**Problem:**
In the entries that follow, the line with "positive clicks: (479, 211) (474, 211)" opens the range and the line with "positive clicks: (56, 126)" closes it; repeat that range exactly, both lines included.

[Stored entries]

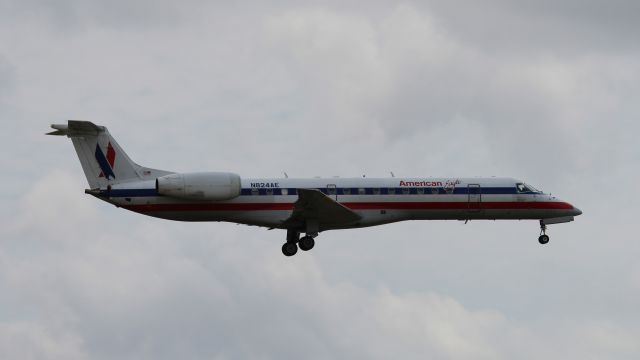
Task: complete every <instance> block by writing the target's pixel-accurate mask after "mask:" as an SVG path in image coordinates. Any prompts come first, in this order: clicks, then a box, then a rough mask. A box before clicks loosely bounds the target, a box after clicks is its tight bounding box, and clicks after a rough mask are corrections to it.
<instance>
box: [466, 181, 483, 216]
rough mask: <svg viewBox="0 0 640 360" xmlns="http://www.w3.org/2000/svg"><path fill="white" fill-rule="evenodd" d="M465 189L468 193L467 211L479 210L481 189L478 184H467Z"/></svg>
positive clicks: (479, 211) (474, 211)
mask: <svg viewBox="0 0 640 360" xmlns="http://www.w3.org/2000/svg"><path fill="white" fill-rule="evenodd" d="M467 190H468V194H469V198H468V204H467V205H468V210H469V212H480V210H481V209H482V191H481V189H480V184H469V185H467Z"/></svg>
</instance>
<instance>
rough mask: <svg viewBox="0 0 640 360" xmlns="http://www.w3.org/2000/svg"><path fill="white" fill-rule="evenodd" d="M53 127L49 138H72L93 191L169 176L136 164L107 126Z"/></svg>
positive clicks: (56, 126) (77, 123) (71, 125)
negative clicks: (135, 181) (111, 135)
mask: <svg viewBox="0 0 640 360" xmlns="http://www.w3.org/2000/svg"><path fill="white" fill-rule="evenodd" d="M51 127H52V128H53V129H55V131H52V132H50V133H48V134H47V135H66V136H68V137H69V138H71V141H72V142H73V146H74V148H75V149H76V153H77V154H78V158H79V159H80V164H82V170H84V174H85V176H86V177H87V181H88V182H89V186H90V187H91V188H92V189H95V188H102V189H103V188H106V187H107V186H109V185H113V184H119V183H123V182H130V181H140V180H146V179H148V178H151V177H153V176H158V175H164V174H167V173H168V172H165V171H160V170H153V169H147V168H143V167H141V166H140V165H138V164H136V163H134V162H133V161H132V160H131V159H130V158H129V156H127V154H126V153H125V152H124V151H123V150H122V148H121V147H120V145H118V143H117V142H116V140H115V139H114V138H113V137H112V136H111V134H109V131H108V130H107V128H106V127H104V126H99V125H96V124H94V123H92V122H90V121H78V120H69V122H68V123H67V124H66V125H57V124H54V125H51Z"/></svg>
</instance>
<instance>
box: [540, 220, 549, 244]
mask: <svg viewBox="0 0 640 360" xmlns="http://www.w3.org/2000/svg"><path fill="white" fill-rule="evenodd" d="M546 232H547V225H546V224H545V223H544V221H542V220H540V237H538V242H539V243H540V244H542V245H544V244H546V243H548V242H549V235H547V234H546Z"/></svg>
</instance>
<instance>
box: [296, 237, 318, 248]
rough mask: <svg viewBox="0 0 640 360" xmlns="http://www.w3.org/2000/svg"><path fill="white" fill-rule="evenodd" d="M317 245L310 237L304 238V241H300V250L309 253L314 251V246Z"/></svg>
mask: <svg viewBox="0 0 640 360" xmlns="http://www.w3.org/2000/svg"><path fill="white" fill-rule="evenodd" d="M315 244H316V242H315V240H313V238H312V237H311V236H309V235H307V236H304V237H302V239H300V243H299V246H300V250H302V251H309V250H311V249H313V246H314V245H315Z"/></svg>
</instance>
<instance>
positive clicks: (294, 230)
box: [282, 229, 318, 256]
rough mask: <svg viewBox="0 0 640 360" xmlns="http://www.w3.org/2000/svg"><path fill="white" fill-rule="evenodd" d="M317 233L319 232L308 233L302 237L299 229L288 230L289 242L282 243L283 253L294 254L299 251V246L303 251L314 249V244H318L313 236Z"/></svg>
mask: <svg viewBox="0 0 640 360" xmlns="http://www.w3.org/2000/svg"><path fill="white" fill-rule="evenodd" d="M317 235H318V234H317V233H315V234H313V233H307V234H306V235H305V236H303V237H302V238H300V232H299V231H297V230H292V229H289V230H287V242H286V243H284V244H283V245H282V253H283V254H284V255H285V256H293V255H295V254H296V253H297V252H298V247H299V248H300V250H302V251H309V250H311V249H313V246H314V245H315V244H316V242H315V240H314V239H313V238H314V237H315V236H317Z"/></svg>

**Written answer:**
positive clicks: (479, 211) (474, 211)
mask: <svg viewBox="0 0 640 360" xmlns="http://www.w3.org/2000/svg"><path fill="white" fill-rule="evenodd" d="M467 190H468V194H469V198H468V204H467V205H468V210H469V212H480V210H481V209H482V191H481V189H480V184H469V185H467Z"/></svg>
</instance>
<instance>
rough mask: <svg viewBox="0 0 640 360" xmlns="http://www.w3.org/2000/svg"><path fill="white" fill-rule="evenodd" d="M53 127L49 138H72L93 191L169 176L136 164L107 126Z"/></svg>
positive clicks: (56, 126) (77, 123) (71, 125)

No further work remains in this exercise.